» **EXERCISE DIRECTIONS**:
Rewrite the entries below, changing "Query" to "Label" everywhere and keeping everything else the same. Omit the pictures from your answer.
## BEGIN
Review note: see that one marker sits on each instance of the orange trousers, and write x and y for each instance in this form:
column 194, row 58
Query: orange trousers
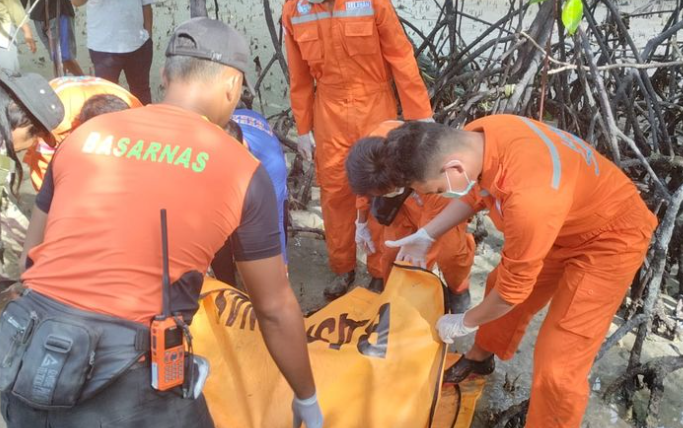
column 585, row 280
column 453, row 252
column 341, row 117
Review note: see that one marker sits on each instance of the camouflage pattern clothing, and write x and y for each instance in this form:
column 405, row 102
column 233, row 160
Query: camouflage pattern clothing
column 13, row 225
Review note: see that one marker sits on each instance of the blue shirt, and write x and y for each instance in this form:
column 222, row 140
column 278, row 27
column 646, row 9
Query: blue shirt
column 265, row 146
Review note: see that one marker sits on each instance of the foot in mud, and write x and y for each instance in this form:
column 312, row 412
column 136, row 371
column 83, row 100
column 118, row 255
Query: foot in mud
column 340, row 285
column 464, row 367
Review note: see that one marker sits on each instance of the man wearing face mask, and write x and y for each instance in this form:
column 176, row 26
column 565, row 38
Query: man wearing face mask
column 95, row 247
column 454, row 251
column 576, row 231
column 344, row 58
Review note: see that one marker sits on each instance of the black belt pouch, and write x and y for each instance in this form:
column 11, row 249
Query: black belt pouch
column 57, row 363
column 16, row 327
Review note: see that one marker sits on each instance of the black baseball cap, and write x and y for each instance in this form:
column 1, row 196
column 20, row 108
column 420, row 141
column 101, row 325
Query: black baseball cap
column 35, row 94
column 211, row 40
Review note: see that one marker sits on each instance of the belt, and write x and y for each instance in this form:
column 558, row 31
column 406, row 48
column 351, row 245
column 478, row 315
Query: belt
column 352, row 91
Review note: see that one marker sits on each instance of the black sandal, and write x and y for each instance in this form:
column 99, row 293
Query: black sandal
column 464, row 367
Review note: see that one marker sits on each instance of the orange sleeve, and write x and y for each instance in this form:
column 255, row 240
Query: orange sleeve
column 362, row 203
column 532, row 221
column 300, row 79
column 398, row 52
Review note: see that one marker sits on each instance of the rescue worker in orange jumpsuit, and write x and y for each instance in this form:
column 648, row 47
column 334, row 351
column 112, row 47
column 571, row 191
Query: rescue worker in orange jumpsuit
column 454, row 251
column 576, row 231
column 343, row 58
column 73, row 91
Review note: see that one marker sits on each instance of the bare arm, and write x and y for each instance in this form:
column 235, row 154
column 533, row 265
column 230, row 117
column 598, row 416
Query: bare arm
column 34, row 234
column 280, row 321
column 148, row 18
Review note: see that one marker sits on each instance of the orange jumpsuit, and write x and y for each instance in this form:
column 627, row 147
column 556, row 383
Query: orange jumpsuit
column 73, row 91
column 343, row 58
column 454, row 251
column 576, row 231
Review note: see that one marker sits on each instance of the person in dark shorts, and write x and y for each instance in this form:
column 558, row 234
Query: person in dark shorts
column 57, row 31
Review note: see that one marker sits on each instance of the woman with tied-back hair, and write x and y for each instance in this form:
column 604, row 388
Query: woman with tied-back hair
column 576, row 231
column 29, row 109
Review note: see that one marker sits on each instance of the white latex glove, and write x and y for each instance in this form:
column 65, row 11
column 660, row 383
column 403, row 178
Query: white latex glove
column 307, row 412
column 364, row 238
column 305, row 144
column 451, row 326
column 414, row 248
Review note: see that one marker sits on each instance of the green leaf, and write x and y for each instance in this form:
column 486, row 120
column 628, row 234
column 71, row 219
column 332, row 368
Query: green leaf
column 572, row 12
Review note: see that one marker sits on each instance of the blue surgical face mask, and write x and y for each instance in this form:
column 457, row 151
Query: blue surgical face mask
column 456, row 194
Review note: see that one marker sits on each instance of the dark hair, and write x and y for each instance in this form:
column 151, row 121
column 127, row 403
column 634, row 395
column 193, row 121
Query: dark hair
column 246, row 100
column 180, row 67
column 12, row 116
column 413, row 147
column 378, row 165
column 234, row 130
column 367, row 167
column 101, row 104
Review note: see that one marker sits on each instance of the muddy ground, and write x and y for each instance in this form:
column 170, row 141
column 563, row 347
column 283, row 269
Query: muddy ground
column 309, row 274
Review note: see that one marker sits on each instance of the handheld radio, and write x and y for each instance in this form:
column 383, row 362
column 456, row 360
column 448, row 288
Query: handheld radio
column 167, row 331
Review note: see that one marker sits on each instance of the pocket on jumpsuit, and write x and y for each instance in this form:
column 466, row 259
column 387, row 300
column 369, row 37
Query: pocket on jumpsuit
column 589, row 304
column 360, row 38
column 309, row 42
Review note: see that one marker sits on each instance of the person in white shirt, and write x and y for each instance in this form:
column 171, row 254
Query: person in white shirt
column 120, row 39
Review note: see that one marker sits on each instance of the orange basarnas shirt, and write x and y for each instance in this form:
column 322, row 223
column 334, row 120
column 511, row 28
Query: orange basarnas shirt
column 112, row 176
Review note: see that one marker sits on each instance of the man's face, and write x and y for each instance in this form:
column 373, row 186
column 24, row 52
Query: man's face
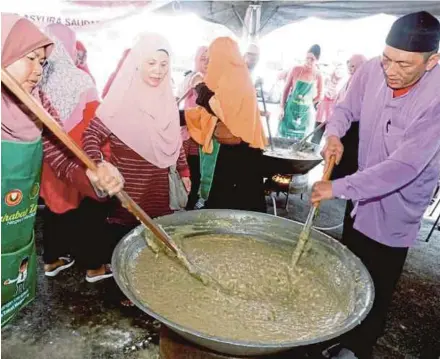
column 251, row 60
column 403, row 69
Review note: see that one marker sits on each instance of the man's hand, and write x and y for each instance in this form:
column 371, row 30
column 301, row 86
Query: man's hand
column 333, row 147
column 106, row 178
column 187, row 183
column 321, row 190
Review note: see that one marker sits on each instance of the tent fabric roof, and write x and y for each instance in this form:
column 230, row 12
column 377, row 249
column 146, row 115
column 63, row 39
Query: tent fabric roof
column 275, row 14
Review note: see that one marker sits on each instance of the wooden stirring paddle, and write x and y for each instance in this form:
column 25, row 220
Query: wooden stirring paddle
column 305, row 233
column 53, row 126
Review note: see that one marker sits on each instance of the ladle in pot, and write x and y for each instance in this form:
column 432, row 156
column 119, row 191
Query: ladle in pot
## END
» **RESULT FOR THIS TASK**:
Review note: see that one marker sits on each instance of the orange trousers, and write x and y for each instance in this form:
column 194, row 58
Label: orange trousers
column 585, row 280
column 453, row 252
column 341, row 117
Review note: see that one marker sits on each instance of the camouflage pattern clothing, and write x and y for each instance in this form:
column 405, row 102
column 233, row 160
Label: camouflage pattern clothing
column 13, row 225
Review note: see that one marker sits on each instance of the blue shirt, and write x and y for each instance in this form:
column 222, row 140
column 278, row 27
column 646, row 9
Label: blue shirt
column 265, row 146
Review note: see that one marker sits on each instance of the foot in mud, and write x and y for each instance in this form:
column 312, row 412
column 136, row 371
column 83, row 100
column 118, row 255
Label: foot in mud
column 340, row 285
column 464, row 367
Review note: see that one marker sits on each instance of the man wearing face mask, and write x and y for each instance in this form:
column 176, row 26
column 565, row 38
Label: man wearing face mask
column 95, row 247
column 454, row 251
column 576, row 231
column 344, row 58
Review note: see that one marker sits on each instance of the black belt pouch, and write x and y for each instance in this form:
column 11, row 249
Label: black belt pouch
column 57, row 363
column 16, row 327
Review note: see that one marker sits on each instance of the black baseball cap, and write x and y for each instance in this form:
column 1, row 196
column 20, row 108
column 420, row 141
column 101, row 325
Label: black baseball cap
column 35, row 94
column 211, row 40
Review note: see that one marker sits on each instance of the belt, and write x and y for each instance in this form:
column 558, row 31
column 406, row 48
column 351, row 245
column 478, row 315
Label: belt
column 352, row 91
Review note: see that one marker sits on each instance of the black sandal, and write x and y for each instance in this form:
column 99, row 293
Label: black sandal
column 464, row 367
Review note: see that one marker sits on each instance of the orange sleeve, and write x and y for each instance in this form:
column 255, row 240
Label: orange sleeve
column 362, row 203
column 532, row 221
column 300, row 79
column 398, row 52
Review note: see that one marker sits on each instance of the rescue worker in orange jumpsuit, and write x and y for each instance in this form:
column 648, row 47
column 334, row 351
column 112, row 47
column 571, row 191
Label: rescue worker in orange jumpsuit
column 454, row 251
column 576, row 231
column 343, row 58
column 73, row 91
Review note: see that one marker sits on each instance of the bare arm, and write x and y for each instance in this form:
column 235, row 154
column 533, row 265
column 230, row 117
column 598, row 416
Label: bare arm
column 34, row 234
column 280, row 321
column 148, row 18
Review note: see that one marker sits on each instance of the orange jumpsuit, and write x and y for each instance in this form:
column 627, row 147
column 556, row 383
Label: orange jumpsuit
column 73, row 91
column 343, row 58
column 454, row 251
column 576, row 231
Review note: see that one marker sits on each instance of the person in dark shorts, and write x and y for each instance in this form:
column 558, row 234
Label: person in dark shorts
column 57, row 31
Review note: see that one marker sits on each instance of the woman with tied-back hair, and write x and y for each instance in this form:
column 604, row 388
Label: woman with tied-back hair
column 576, row 231
column 29, row 109
Review note: see that one marker sits on each instance of the white latex glove, and write x and y for each instance in this form:
column 65, row 11
column 660, row 383
column 403, row 178
Label: white latex glove
column 307, row 412
column 364, row 238
column 305, row 144
column 451, row 326
column 414, row 248
Review note: see that one marker sits on each instance of the green leaf, and write x and y for each instance in this form:
column 486, row 120
column 628, row 234
column 71, row 219
column 332, row 368
Label: green leaf
column 572, row 12
Review note: see that one marker sits on each instance of the blue surgical face mask, and write x and y for each instance in this form:
column 457, row 151
Label: blue surgical face mask
column 456, row 194
Review note: see that one marker sits on each instance of the dark hair, and write x and y for each instance in this form:
column 151, row 121
column 127, row 403
column 634, row 395
column 193, row 121
Label: dark hair
column 246, row 100
column 180, row 67
column 12, row 116
column 413, row 147
column 378, row 165
column 234, row 130
column 367, row 167
column 101, row 104
Review note: see that one marker sits on each instance of the muddy ground, and write x and y for each instance in this form:
column 170, row 141
column 563, row 347
column 283, row 269
Label: muddy ground
column 309, row 274
Review note: see that one marker sits on each instance of the handheld radio, and write x and y for each instance in this form:
column 383, row 362
column 456, row 360
column 448, row 288
Label: handheld radio
column 167, row 331
Review note: see that one marker sits on each instance of the pocket on jumpsuit, and write x and y for each instance in this form:
column 466, row 259
column 387, row 300
column 369, row 37
Label: pocket on jumpsuit
column 589, row 304
column 360, row 38
column 309, row 42
Review note: see that one marker sits on each instance of the person in white shirt, and write x and y for each instance in this form:
column 171, row 254
Label: person in white shirt
column 120, row 39
Review note: see that one marker sits on each instance of the orange basarnas shirt, and write x and y for each instance in this form:
column 322, row 223
column 334, row 120
column 511, row 28
Label: orange basarnas shirt
column 112, row 176
Review note: see that one marker sits on each instance of the man's face, and write x and y for each instance in this form:
column 373, row 186
column 24, row 52
Label: man's face
column 251, row 60
column 403, row 69
Review note: see that one marker sits on each instance of the man's hand, and write x and y for each instance in this form:
column 371, row 30
column 301, row 86
Label: man's hand
column 333, row 147
column 106, row 178
column 187, row 183
column 321, row 190
Review note: see that one marker sits on each instance of the tent fabric roof, and write x and y for each instance in this form:
column 230, row 12
column 377, row 249
column 146, row 115
column 63, row 39
Label: tent fabric roof
column 275, row 14
Review note: see that one marker sits on each instance of the wooden stirring paddle, and write x and y for each instance in this form:
column 25, row 220
Label: wooden stirring paddle
column 305, row 233
column 53, row 126
Review note: see that one marker sits on each instance of the ladle in pot, and write x and y for each instance in this form:
column 432, row 156
column 119, row 191
Label: ladle in pot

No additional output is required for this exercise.